═════ EXTRAIT CITÉ

Et l’illusion est totale puisque pendant ce temps-là Kim Kardashian se balade à poil dans une robe filet. Tout va bien n’est-ce pas ? Nous sommes libres, nous les femmes. Si nous sommes du bon côté de la barrière protégées par une armée de gardes du corps ; ils n’ont jamais aussi bien porté leur nom.

Une société à deux vitesses est en train de se créer ou de se reconstruire la première consistant à créer l’illusion que le corps des femmes n’est pas redevenu un enjeu dans les sociétés occidentales et la seconde où tout le quotidien nous murmure que ça dérape, qu’il va falloir se battre à nouveau y compris pour celles qui désirent se soustraire à notre regard.

══════════
═════ DONNÉES

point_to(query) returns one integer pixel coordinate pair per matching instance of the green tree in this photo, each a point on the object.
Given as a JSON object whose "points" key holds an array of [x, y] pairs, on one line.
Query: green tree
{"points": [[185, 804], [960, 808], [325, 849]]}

══════════

Pouvez-vous recopier mot pour mot l'extrait cité, en commençant à « Et l’illusion est » et en terminant à « à notre regard. » ?

Et l’illusion est totale puisque pendant ce temps-là Kim Kardashian se balade à poil dans une robe filet. Tout va bien n’est-ce pas ? Nous sommes libres, nous les femmes. Si nous sommes du bon côté de la barrière protégées par une armée de gardes du corps ; ils n’ont jamais aussi bien porté leur nom.

Une société à deux vitesses est en train de se créer ou de se reconstruire la première consistant à créer l’illusion que le corps des femmes n’est pas redevenu un enjeu dans les sociétés occidentales et la seconde où tout le quotidien nous murmure que ça dérape, qu’il va falloir se battre à nouveau y compris pour celles qui désirent se soustraire à notre regard.